• _Short exercise A_: According to the conference announcement, on what day and date will the Seoul conference be held?

• _Source text_:
— Start —

Global Competition Review is delighted to present this premier one-day conference to be held on Thursday, 19 October in Seoul, Korea

In modern business, what are justifiable business practices to one company can easily be seen as wholly unfair, and even a breach of competition law, by others. GCR Live returns to Seoul in 2017 to examine the nature of fair competition from a number of angles, grounding that investigation within practice and regulation in the new frontier for competition enforcement – Asia.

E-mail Tel: +44 20 3780 4137


Stephen Crosswell

Baker McKenzie, Hong Kong

Stephen Crosswell heads Baker Mckenzie’s Asia Pacific Regional Competition Group. He is a partner in the Firm's Competition practice in Hong Kong, where he oversees competition matters in Hong Kong, China, Vietnam and Korea.

Sai Ree Yun

Yulchon, Seoul

Mr. Yun is one of Yulchon’s founding partners, and he serves as the Firm’s Managing Partner. He also practices primarily in the areas of corporate law (with an emphasis on M&A), antitrust law, taxation, and governmental relations.


8.30: Welcome coffee and registration

9.00: Chairs’ morning welcome

Stephen Crosswell, Baker McKenzie, Hong Kong
Sai Ree Yun, Yulchon, Seoul

9.15: Keynote address

9.45: The sharing economy: whose version of a level playing field do we promote?

The sharing economy, the peer economy, disruptive innovation, Uber, Airbnb, and so on: whatever name it might deserve, many certainly see it as a game changer.  Controversy is manifold, as Uber is fighting lawsuits from traditional taxi companies and some cities all over the globe. What should we really do about it, if anything at all?

• What is the proper role for antitrust, if any?

• Do we need a clear and elaborate set of regulations specifically for the sharing economy, or should we leave it to the free market system with general antitrust rules being the only safeguard?

• Can we compare – and learn from - the analysis on traditional platform businesses?

• What is the interplay between antitrust, consumer protection and data protection rules on this emerging business style? 

11.15: Coffee break

11.30: Leveraging success from one market to another: normal business practice, or anti-competitive?

Companies may naturally wish to leverage their success in one market to compete in another through practices such as product “bundling”. Yet where that success is regarded as market power, competition laws often restrict leverage – fairly?

• When (if ever) should leverage be prohibited?

— End —

• _Short exercise B_: Gather every line in the listing below that contains the word "night".

• _Records provided_:
— Start —

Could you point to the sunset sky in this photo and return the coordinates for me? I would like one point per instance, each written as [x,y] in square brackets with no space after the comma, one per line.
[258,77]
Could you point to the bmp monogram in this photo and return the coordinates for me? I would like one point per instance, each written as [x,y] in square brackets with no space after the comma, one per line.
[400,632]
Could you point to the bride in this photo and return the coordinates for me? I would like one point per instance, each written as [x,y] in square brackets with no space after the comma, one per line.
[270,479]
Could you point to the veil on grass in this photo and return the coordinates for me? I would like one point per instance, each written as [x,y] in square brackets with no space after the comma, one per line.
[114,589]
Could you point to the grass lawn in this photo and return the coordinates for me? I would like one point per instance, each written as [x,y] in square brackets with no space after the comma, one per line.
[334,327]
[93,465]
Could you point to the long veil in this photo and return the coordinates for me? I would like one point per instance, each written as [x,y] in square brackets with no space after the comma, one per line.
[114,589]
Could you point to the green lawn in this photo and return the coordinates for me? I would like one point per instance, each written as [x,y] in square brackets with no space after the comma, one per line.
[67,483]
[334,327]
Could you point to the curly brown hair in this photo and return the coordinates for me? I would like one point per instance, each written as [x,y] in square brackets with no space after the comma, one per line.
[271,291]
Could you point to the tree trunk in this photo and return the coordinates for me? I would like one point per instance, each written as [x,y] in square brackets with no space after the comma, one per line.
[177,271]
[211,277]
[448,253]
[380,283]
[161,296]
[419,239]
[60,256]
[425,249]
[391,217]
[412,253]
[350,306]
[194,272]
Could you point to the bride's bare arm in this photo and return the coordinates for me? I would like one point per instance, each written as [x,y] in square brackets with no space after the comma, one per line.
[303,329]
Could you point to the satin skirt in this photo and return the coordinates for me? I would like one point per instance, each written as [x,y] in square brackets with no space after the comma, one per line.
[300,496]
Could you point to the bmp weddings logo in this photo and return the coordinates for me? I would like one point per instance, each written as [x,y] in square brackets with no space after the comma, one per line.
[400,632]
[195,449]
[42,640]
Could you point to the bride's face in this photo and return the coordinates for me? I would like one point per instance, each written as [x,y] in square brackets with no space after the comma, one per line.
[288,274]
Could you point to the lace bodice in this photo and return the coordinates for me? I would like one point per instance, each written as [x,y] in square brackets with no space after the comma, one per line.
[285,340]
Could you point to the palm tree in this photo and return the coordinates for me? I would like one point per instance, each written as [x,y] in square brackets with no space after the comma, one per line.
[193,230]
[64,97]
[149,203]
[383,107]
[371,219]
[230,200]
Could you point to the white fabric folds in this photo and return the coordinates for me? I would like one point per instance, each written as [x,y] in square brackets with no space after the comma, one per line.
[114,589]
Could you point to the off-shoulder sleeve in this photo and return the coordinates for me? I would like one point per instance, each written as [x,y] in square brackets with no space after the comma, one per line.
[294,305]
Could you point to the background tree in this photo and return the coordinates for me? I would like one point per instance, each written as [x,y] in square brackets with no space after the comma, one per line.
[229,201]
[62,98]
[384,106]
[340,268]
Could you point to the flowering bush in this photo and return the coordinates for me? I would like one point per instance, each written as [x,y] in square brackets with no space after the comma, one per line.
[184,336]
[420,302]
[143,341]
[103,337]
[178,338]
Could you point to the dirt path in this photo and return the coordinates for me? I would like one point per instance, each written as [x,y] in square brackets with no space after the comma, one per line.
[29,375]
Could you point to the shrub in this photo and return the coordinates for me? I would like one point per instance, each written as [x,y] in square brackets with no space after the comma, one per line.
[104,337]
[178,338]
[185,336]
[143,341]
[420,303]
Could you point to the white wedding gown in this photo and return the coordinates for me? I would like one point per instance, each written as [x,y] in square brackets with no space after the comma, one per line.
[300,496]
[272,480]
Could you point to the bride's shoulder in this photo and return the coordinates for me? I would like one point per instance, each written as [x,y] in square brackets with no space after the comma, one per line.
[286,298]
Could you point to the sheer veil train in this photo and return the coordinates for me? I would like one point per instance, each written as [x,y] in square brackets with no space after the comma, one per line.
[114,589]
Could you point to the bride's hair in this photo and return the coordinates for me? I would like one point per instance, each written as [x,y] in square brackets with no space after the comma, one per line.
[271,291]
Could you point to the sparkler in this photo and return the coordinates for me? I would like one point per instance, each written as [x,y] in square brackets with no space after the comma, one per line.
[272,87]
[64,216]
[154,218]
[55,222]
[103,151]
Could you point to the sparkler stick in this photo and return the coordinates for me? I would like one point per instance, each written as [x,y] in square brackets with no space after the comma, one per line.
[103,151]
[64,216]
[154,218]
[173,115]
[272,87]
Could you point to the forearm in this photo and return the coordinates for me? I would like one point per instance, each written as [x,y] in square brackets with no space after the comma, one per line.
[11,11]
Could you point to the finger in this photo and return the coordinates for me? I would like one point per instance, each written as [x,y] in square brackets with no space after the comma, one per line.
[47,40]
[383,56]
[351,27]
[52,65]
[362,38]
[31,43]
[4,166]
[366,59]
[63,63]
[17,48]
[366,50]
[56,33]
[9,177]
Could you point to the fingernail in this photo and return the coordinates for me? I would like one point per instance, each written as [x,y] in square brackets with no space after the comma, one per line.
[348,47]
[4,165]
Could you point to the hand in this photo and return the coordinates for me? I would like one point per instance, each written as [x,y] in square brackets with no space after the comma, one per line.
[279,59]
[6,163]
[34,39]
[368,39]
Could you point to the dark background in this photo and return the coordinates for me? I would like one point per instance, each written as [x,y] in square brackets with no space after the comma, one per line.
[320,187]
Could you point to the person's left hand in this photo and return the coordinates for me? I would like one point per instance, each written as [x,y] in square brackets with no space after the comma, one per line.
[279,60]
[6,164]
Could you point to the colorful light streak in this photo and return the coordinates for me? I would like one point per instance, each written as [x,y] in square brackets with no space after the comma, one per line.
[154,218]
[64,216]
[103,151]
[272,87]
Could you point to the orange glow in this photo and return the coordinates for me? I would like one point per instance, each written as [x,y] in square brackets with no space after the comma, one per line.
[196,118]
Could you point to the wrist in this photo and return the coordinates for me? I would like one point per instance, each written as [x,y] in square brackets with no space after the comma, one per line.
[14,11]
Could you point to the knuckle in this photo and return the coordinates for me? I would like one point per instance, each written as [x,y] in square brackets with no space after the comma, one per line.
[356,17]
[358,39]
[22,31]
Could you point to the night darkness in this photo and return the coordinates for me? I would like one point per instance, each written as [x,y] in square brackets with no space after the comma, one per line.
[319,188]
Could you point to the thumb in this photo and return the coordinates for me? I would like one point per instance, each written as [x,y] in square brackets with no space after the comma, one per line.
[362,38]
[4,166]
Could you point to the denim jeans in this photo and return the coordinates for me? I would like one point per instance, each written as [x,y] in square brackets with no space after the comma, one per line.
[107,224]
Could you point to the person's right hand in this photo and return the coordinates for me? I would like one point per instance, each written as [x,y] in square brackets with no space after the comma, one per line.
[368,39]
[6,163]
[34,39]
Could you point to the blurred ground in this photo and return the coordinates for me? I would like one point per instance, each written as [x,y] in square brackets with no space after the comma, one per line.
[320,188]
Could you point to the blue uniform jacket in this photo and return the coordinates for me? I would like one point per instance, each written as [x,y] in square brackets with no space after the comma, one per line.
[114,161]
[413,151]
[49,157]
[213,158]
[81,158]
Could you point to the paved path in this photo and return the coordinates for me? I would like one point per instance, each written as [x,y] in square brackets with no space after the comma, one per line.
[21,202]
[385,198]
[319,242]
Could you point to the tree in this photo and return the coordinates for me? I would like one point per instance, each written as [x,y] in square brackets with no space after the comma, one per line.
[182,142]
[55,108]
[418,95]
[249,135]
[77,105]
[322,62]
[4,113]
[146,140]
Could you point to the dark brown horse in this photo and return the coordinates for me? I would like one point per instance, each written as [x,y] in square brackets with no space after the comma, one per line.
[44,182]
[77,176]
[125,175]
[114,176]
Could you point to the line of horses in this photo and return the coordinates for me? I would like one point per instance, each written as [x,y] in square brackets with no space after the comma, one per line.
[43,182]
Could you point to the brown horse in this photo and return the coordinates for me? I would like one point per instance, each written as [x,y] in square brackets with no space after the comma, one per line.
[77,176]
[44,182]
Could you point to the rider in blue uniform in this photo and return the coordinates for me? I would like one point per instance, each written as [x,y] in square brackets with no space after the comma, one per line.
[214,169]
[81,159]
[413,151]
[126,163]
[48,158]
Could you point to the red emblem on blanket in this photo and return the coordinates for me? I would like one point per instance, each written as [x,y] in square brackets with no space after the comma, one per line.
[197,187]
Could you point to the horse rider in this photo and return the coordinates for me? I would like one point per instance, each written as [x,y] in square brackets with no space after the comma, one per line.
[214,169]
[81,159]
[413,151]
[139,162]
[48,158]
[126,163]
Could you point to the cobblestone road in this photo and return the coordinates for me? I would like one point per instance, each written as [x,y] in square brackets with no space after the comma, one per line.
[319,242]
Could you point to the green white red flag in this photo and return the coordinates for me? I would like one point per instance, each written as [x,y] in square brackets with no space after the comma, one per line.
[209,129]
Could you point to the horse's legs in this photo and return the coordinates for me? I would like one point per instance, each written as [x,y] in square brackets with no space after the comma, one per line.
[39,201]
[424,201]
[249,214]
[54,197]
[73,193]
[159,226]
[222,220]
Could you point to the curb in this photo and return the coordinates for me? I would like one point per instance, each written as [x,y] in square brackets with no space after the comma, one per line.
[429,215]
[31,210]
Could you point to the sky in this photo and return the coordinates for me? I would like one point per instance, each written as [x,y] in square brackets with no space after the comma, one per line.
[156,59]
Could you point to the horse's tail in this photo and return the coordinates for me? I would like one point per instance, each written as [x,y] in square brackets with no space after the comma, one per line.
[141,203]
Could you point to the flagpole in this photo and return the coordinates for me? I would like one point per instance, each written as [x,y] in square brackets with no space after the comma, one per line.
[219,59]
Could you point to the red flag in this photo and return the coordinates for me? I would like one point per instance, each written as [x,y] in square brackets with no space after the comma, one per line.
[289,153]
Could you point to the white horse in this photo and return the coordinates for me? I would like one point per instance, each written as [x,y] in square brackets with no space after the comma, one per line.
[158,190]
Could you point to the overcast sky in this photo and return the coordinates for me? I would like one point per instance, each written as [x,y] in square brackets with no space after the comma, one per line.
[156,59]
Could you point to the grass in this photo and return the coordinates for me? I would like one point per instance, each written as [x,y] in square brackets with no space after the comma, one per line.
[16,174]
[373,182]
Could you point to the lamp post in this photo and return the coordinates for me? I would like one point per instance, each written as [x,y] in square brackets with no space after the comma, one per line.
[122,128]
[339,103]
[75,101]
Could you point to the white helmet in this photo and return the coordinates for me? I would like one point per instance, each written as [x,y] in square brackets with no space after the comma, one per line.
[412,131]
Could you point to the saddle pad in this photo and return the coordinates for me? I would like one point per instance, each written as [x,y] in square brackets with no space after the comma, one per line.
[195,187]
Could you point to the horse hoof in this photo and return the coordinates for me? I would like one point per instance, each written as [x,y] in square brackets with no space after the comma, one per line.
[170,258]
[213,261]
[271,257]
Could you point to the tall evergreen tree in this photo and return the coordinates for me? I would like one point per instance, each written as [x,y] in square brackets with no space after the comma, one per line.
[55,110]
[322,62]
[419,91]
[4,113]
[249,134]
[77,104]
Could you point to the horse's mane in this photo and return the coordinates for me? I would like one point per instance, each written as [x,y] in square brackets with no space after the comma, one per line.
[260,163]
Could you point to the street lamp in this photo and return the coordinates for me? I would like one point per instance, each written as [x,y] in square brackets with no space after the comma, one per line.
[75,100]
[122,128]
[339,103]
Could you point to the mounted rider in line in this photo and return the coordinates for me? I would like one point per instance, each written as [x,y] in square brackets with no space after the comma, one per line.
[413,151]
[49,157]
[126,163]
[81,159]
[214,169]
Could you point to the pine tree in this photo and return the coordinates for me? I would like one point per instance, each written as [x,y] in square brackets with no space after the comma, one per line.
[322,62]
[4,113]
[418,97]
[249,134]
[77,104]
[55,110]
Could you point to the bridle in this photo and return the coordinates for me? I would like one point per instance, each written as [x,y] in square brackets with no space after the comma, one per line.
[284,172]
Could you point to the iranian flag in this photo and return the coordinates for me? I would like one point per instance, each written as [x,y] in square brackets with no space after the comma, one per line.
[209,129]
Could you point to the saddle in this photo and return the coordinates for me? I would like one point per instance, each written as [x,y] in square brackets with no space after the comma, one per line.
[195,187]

— End —

• _Exercise result A_: Thursday, 19 October

• _Exercise result B_:
Could you point to the night darkness in this photo and return the coordinates for me? I would like one point per instance, each written as [x,y] in square brackets with no space after the comma, one per line.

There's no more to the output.